>> Begin Dataset extract
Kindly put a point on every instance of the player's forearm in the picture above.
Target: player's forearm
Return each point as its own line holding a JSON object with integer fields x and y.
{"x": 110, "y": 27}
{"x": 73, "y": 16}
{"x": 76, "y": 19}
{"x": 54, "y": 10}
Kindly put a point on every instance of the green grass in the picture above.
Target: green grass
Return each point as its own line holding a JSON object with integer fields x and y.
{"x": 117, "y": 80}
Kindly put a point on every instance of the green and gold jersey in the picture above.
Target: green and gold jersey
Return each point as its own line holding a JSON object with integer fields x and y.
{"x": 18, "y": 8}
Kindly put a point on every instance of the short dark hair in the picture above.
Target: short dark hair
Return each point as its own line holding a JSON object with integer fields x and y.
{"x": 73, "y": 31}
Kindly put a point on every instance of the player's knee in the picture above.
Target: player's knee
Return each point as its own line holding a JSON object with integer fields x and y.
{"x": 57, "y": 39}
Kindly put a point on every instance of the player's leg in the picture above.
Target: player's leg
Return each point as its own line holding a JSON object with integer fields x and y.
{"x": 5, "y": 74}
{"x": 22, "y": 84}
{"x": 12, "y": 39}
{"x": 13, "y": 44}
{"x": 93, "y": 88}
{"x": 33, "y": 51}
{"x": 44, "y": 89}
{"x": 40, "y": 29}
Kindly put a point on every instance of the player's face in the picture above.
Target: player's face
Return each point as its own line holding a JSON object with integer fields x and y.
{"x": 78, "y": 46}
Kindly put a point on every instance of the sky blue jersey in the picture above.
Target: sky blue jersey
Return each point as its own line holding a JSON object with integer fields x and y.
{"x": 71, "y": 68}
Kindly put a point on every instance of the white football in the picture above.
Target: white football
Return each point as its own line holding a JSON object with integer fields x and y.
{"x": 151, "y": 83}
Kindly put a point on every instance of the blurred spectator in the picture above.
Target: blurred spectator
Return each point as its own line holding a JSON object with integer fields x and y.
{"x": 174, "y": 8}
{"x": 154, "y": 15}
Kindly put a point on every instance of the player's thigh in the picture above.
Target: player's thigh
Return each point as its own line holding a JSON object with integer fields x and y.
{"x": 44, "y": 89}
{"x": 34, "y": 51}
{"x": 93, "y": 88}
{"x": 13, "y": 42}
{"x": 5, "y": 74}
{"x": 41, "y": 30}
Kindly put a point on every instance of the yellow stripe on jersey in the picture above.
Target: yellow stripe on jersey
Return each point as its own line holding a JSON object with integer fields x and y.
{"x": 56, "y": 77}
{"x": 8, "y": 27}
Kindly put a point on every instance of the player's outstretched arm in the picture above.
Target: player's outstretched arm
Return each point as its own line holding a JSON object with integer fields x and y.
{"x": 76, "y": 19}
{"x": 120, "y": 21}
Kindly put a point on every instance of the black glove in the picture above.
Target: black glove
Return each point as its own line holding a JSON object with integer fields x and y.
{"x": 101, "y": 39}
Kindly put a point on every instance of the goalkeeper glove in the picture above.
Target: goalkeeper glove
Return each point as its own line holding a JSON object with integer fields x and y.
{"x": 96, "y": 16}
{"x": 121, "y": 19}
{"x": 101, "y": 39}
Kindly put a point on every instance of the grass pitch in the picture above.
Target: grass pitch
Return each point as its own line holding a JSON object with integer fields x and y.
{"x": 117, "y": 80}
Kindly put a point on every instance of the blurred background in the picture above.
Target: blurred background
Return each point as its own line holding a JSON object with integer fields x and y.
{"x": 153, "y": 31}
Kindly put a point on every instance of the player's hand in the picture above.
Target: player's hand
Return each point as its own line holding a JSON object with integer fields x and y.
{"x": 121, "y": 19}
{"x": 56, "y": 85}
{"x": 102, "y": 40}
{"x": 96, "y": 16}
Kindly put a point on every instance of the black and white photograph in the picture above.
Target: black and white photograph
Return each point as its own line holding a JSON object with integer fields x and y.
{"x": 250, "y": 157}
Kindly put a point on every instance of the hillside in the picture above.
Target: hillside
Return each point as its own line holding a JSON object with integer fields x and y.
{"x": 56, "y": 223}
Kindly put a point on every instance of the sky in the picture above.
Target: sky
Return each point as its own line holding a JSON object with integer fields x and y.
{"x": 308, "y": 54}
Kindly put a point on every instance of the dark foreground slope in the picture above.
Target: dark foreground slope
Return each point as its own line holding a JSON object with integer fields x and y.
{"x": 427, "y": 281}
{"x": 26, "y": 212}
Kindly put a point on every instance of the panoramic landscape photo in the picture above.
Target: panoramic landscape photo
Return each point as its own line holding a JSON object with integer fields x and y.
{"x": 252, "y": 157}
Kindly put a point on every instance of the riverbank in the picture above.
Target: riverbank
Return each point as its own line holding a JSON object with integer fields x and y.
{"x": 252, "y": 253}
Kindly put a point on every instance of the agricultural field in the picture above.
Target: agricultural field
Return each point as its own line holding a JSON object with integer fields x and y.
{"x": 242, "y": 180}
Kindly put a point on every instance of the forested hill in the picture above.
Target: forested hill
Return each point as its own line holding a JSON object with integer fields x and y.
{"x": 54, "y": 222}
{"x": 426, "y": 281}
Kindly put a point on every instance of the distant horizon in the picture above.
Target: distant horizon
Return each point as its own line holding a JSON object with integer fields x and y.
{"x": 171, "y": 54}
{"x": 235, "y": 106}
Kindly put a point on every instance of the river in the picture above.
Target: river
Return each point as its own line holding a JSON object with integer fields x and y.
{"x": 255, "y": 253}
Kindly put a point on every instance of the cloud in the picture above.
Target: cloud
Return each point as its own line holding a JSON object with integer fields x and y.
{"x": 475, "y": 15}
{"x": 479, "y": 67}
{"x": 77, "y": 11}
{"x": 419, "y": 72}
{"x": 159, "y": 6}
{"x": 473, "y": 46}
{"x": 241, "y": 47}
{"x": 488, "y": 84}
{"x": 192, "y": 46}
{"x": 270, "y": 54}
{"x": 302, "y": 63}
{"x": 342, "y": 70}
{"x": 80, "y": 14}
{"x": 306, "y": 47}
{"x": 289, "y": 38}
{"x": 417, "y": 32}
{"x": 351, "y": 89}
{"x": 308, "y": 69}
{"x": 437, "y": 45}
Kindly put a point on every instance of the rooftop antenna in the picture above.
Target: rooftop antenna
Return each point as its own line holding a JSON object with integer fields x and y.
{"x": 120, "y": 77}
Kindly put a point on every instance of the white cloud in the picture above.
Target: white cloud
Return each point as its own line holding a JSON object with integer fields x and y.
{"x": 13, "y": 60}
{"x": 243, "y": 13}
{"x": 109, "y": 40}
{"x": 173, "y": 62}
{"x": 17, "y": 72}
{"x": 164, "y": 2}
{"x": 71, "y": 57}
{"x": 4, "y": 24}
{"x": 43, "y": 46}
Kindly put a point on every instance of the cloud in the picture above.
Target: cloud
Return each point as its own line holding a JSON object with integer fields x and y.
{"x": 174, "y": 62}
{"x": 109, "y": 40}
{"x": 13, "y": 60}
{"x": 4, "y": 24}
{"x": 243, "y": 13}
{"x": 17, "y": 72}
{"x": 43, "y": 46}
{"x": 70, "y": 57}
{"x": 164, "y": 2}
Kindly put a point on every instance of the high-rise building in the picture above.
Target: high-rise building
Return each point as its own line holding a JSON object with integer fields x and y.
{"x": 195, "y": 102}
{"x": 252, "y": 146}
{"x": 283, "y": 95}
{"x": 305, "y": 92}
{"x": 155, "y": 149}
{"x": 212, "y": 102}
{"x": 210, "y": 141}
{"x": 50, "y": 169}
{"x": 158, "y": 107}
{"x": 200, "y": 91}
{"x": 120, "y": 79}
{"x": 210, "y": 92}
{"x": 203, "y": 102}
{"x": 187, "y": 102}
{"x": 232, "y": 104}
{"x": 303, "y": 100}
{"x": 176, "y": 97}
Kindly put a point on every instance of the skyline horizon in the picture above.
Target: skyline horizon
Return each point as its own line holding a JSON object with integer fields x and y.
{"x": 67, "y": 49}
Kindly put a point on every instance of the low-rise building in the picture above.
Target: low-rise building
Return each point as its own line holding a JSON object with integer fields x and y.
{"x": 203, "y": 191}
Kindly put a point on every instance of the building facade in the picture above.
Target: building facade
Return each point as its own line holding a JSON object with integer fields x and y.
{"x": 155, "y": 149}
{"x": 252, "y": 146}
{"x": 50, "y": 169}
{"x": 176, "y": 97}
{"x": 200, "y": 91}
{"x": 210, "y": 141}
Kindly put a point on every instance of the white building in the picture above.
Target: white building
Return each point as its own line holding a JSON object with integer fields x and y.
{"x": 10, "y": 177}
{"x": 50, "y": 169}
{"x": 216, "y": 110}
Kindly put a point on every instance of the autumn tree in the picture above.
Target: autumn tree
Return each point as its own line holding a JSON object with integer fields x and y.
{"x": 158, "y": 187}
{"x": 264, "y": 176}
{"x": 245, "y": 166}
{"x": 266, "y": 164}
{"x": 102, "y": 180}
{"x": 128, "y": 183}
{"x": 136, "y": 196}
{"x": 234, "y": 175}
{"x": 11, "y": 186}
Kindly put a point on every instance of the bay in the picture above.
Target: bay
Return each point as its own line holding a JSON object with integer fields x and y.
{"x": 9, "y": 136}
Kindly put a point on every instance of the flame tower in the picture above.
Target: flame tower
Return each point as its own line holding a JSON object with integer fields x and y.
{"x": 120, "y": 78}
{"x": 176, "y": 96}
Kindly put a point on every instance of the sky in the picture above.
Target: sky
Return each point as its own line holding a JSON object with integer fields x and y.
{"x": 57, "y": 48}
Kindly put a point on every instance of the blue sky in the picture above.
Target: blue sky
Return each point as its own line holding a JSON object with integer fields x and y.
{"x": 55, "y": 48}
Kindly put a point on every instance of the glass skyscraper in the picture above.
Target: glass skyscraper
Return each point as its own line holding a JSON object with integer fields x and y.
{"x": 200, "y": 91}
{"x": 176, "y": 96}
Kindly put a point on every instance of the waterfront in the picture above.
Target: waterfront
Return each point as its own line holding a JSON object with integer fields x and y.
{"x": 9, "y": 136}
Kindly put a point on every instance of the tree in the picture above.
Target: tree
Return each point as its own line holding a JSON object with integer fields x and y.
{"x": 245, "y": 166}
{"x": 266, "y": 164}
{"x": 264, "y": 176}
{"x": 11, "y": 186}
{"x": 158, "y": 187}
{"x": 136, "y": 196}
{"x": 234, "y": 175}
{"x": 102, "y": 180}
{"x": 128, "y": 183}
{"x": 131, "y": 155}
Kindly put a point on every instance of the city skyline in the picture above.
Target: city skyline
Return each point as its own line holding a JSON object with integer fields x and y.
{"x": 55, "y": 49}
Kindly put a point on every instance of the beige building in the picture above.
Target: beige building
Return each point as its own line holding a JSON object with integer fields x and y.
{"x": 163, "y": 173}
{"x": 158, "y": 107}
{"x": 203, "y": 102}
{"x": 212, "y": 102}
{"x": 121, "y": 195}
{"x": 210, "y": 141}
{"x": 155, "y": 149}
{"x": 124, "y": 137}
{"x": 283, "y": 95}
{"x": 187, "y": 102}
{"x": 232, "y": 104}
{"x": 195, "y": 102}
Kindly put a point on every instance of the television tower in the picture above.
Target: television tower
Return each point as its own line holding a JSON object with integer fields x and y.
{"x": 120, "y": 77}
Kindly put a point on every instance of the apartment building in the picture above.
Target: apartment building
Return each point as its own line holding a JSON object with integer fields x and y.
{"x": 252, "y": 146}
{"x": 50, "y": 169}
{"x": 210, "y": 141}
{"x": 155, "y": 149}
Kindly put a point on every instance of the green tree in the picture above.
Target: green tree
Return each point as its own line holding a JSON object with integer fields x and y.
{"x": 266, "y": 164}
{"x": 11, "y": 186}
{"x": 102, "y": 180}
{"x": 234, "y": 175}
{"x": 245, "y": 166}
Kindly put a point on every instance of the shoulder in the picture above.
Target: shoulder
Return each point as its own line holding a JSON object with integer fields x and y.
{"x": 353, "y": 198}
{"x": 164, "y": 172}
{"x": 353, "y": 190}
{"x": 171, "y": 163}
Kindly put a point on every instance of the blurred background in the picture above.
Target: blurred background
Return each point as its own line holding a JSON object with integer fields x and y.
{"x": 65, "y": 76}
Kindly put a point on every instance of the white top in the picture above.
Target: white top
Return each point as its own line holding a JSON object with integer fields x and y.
>> End Dataset extract
- [Task to carry out]:
Your output consists solely of the lines from the one with "Kindly put a point on every instance of the city" through the last line, copied exactly.

- [Finished task]:
Kindly put a point on every instance of the city skyline in the picture above.
Target: city skyline
Return each point as its own line holding a JSON object with integer fields x and y.
{"x": 55, "y": 49}
Kindly put a point on every instance of the beige building in the picture above.
Target: beige building
Return each point as its own line holding a JSON object with integer fields x and y.
{"x": 163, "y": 173}
{"x": 158, "y": 107}
{"x": 203, "y": 102}
{"x": 212, "y": 102}
{"x": 121, "y": 195}
{"x": 210, "y": 141}
{"x": 155, "y": 149}
{"x": 124, "y": 137}
{"x": 283, "y": 95}
{"x": 187, "y": 102}
{"x": 232, "y": 104}
{"x": 195, "y": 102}
Kindly put a point on every instance of the television tower in the picture above.
Target: television tower
Return each point as its own line holding a JSON object with integer fields x and y.
{"x": 120, "y": 77}
Kindly put a point on every instance of the apartment building in the picture above.
Target: apartment building
Return each point as its own line holding a JSON object with integer fields x and y.
{"x": 252, "y": 146}
{"x": 50, "y": 169}
{"x": 210, "y": 141}
{"x": 155, "y": 149}
Kindly put a point on every instance of the green tree in the picture above.
Target: green tree
Return each point as its own line holding a JSON object with integer fields x and y.
{"x": 266, "y": 164}
{"x": 11, "y": 186}
{"x": 102, "y": 180}
{"x": 234, "y": 175}
{"x": 245, "y": 166}
Kindly put a point on every instance of the shoulder in the picture above.
Target: shoulder
Return each point as its own line holding a JSON object with integer fields x and y.
{"x": 353, "y": 198}
{"x": 164, "y": 172}
{"x": 353, "y": 190}
{"x": 171, "y": 163}
Kindly put a point on every instance of the blurred background in the picture above.
Target: blurred background
Return each point as its own line holding a JSON object with integer fields x and y.
{"x": 65, "y": 76}
Kindly put a point on every instance of the white top in the picture above.
Target: white top
Return each point as its own line holding a JSON object with integer fields x and y.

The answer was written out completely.